**CHALLENGE:**
Please print everything in the rows below without any change, from the line containing "Practice step: pick out every instance of the shoulder" down to and including the line containing "[(161, 116), (135, 36)]". Leave the pictures out of your answer.

**RECORDS FOR THE EXERCISE:**
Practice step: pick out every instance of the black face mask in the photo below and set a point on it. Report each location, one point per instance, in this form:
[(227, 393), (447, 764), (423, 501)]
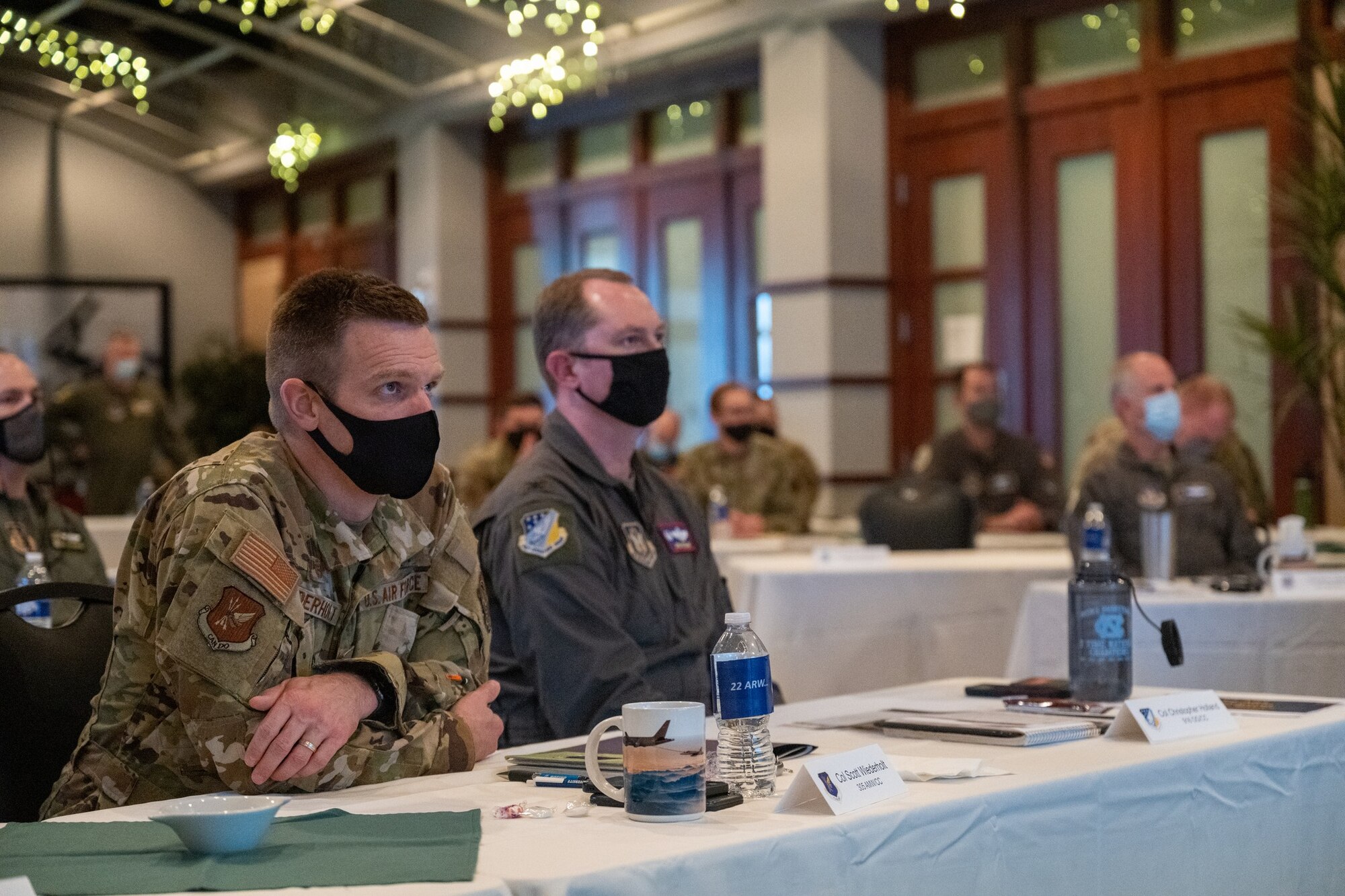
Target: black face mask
[(984, 412), (388, 456), (516, 436), (24, 436), (640, 389), (740, 432)]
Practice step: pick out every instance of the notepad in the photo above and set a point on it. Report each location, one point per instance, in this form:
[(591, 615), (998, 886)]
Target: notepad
[(999, 727)]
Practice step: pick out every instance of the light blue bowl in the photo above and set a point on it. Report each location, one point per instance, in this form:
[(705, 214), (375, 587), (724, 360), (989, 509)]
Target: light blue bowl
[(221, 822)]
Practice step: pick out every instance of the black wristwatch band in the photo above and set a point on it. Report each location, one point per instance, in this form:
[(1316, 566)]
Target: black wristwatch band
[(379, 680)]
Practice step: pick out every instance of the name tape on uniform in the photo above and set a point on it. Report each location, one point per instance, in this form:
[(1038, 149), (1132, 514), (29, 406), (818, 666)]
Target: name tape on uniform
[(396, 591), (1188, 713), (844, 782)]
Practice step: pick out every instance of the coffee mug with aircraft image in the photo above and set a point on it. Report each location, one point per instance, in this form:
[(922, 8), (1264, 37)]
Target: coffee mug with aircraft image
[(664, 759)]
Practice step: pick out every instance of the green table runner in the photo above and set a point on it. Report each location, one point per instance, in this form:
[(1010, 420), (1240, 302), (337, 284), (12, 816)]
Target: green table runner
[(326, 849)]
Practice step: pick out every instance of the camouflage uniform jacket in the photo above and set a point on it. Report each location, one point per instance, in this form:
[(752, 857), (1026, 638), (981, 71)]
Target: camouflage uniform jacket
[(237, 577), (126, 435), (482, 470), (762, 481)]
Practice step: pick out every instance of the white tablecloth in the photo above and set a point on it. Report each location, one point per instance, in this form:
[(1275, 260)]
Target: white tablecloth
[(1247, 642), (1254, 811), (918, 616)]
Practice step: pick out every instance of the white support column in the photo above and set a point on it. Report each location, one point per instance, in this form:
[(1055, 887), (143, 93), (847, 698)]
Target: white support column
[(442, 259), (825, 178)]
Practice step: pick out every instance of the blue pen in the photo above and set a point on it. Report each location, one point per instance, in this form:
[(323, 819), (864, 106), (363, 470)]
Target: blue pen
[(545, 779)]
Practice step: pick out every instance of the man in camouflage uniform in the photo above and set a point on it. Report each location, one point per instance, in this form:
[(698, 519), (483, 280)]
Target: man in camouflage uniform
[(282, 622), (118, 430), (30, 520), (804, 471), (757, 471), (486, 466)]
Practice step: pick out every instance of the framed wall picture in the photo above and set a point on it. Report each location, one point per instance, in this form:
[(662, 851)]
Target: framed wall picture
[(60, 327)]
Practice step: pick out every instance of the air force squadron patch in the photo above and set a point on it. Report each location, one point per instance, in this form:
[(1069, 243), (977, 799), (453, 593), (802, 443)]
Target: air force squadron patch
[(543, 533), (640, 546), (679, 537)]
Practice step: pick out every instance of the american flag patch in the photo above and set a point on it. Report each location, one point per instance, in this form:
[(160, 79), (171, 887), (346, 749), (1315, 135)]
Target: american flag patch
[(260, 560)]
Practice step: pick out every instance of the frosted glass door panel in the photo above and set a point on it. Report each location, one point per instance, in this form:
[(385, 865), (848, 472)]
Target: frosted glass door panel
[(960, 222), (960, 315), (1086, 197), (528, 284), (684, 294), (1235, 266), (602, 251)]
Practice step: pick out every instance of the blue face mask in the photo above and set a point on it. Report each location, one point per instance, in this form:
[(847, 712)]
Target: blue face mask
[(1163, 415)]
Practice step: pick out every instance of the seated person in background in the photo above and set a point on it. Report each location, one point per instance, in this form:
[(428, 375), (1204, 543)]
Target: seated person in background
[(1211, 530), (486, 466), (1100, 451), (603, 585), (661, 442), (1207, 432), (118, 430), (757, 473), (30, 518), (302, 611), (804, 471), (1007, 475)]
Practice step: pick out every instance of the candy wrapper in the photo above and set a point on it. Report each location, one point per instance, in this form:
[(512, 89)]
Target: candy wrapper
[(523, 810)]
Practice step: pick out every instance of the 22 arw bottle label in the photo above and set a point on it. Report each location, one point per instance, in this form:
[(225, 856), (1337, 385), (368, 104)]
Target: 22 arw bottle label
[(743, 688)]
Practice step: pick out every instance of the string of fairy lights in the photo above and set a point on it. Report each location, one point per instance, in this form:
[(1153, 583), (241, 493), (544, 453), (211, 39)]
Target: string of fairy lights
[(85, 63)]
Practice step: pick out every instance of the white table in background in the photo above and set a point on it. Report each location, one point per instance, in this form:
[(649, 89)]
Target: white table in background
[(1246, 642), (1253, 811), (919, 615)]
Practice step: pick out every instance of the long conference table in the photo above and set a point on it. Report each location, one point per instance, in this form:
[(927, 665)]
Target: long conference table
[(837, 628), (1252, 811), (1246, 641)]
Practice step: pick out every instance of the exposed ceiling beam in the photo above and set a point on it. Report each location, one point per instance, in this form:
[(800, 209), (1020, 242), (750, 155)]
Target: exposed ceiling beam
[(59, 13), (426, 44), (177, 25), (481, 13), (60, 88), (319, 49), (89, 131)]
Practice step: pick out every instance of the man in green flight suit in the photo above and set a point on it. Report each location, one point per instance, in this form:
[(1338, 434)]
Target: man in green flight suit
[(30, 520), (302, 611), (116, 430)]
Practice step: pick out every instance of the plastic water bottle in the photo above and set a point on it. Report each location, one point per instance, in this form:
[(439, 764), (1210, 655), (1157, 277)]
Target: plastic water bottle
[(743, 706), (719, 513), (1101, 658), (1097, 541), (34, 572)]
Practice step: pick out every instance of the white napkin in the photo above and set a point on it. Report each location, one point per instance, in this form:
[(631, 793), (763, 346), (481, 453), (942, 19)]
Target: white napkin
[(931, 767)]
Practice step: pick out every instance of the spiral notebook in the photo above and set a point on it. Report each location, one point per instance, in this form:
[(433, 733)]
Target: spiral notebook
[(1001, 728)]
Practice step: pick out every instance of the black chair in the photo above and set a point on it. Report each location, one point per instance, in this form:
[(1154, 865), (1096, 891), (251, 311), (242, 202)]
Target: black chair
[(48, 677), (918, 513)]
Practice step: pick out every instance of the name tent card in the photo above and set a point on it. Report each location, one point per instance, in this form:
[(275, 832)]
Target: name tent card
[(1188, 713), (845, 782)]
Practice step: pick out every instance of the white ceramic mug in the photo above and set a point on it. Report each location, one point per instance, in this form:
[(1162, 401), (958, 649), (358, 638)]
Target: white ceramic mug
[(664, 759)]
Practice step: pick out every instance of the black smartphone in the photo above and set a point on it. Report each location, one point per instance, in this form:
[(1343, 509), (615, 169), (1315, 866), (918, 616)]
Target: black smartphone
[(1038, 686)]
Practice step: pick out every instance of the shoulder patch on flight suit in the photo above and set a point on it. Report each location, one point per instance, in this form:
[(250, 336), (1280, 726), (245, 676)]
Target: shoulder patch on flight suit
[(229, 624), (543, 533), (544, 536), (259, 559), (638, 545), (67, 540)]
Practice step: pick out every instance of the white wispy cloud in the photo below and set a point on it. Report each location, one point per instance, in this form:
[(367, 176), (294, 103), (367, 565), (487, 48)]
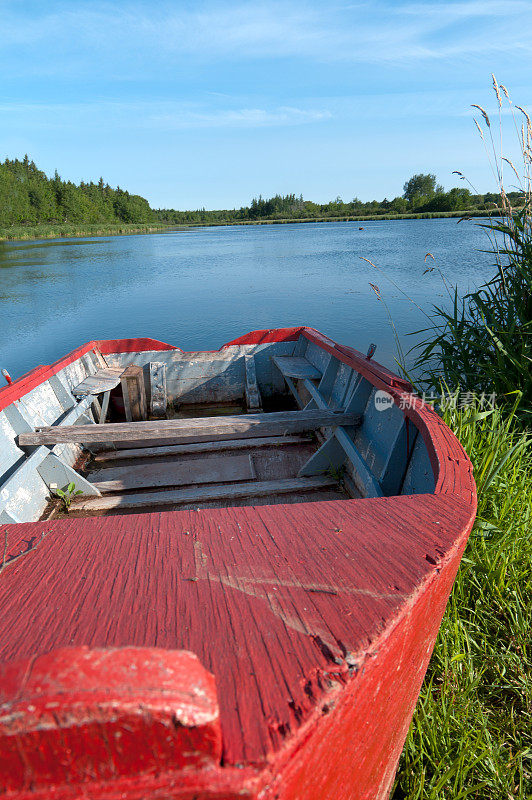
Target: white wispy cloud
[(161, 116), (135, 36)]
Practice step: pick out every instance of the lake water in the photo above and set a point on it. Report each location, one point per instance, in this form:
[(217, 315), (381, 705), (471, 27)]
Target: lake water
[(199, 288)]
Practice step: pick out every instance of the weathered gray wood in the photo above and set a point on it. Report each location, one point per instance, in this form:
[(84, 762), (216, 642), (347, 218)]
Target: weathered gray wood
[(295, 367), (103, 380), (253, 400), (200, 447), (105, 407), (158, 394), (330, 456), (6, 518), (185, 472), (240, 426), (46, 464), (54, 471), (316, 395), (134, 393), (291, 385), (203, 494)]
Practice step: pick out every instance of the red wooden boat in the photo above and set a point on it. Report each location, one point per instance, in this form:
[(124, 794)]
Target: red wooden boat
[(243, 600)]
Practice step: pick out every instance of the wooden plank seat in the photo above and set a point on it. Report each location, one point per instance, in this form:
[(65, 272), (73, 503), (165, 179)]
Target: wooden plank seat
[(103, 380), (239, 426), (202, 494), (184, 472), (296, 367), (198, 447)]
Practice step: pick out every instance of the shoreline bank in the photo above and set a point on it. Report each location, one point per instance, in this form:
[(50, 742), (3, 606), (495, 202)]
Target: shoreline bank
[(70, 231)]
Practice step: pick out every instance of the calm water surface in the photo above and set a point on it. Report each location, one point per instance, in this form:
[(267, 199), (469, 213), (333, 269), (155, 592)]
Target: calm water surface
[(202, 287)]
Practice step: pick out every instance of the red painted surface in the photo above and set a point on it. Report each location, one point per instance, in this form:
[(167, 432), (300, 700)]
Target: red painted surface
[(317, 621), (75, 715)]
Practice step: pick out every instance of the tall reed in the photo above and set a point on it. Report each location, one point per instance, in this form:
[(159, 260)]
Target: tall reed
[(471, 734), (484, 342)]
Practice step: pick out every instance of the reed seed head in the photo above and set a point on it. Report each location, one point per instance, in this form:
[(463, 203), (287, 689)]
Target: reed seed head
[(484, 114)]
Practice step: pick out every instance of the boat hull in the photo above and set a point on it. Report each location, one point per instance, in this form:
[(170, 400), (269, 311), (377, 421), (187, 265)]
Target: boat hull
[(260, 651)]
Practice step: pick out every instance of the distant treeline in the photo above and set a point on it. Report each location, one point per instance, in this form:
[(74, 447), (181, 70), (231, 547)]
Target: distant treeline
[(28, 197), (422, 195)]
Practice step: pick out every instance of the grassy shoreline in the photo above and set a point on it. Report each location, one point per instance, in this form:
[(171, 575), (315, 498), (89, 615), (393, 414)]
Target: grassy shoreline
[(69, 230), (72, 230)]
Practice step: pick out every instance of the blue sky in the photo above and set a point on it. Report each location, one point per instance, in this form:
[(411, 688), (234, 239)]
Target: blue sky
[(209, 103)]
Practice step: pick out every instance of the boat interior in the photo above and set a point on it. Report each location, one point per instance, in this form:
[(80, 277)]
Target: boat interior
[(272, 422)]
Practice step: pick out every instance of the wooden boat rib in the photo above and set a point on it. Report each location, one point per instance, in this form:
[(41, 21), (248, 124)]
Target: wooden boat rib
[(262, 628)]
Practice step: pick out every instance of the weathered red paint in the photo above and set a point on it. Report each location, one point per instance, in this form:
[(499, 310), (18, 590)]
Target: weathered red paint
[(79, 714), (317, 621)]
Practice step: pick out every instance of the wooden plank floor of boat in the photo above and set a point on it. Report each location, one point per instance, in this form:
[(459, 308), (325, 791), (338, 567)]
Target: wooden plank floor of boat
[(208, 474)]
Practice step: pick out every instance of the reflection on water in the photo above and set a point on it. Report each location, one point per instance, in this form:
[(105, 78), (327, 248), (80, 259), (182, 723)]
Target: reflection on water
[(199, 288)]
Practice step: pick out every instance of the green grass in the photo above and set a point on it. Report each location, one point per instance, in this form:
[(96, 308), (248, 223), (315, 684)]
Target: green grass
[(471, 735), (70, 229)]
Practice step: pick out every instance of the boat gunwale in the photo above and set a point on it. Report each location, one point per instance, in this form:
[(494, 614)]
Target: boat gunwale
[(453, 472)]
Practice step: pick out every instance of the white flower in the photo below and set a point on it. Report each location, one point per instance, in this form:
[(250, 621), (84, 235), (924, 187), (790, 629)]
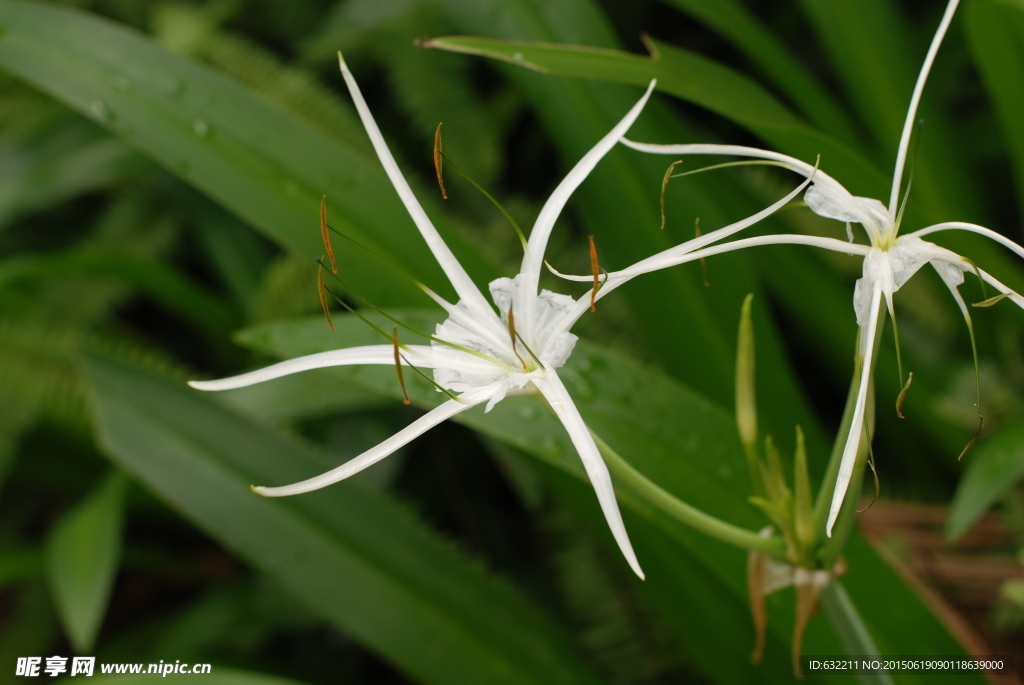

**TASK SOLUTION:**
Practice step: pick out every instance of the shoulder patch on flight suit in the photo above and set a point on it. Report each location, one point per instance, in this form:
[(250, 336), (1280, 726), (245, 676)]
Target: shoulder patch on flight suit
[(229, 624), (543, 533), (544, 536), (259, 559), (638, 545), (67, 540)]
Practice step: pick out every instance of the white wispy cloud in the photo below and set a point on it. Report each location, one point per instance, in this form:
[(367, 176), (294, 103), (367, 565), (487, 48)]
Target: white wispy cloud
[(161, 116), (135, 36)]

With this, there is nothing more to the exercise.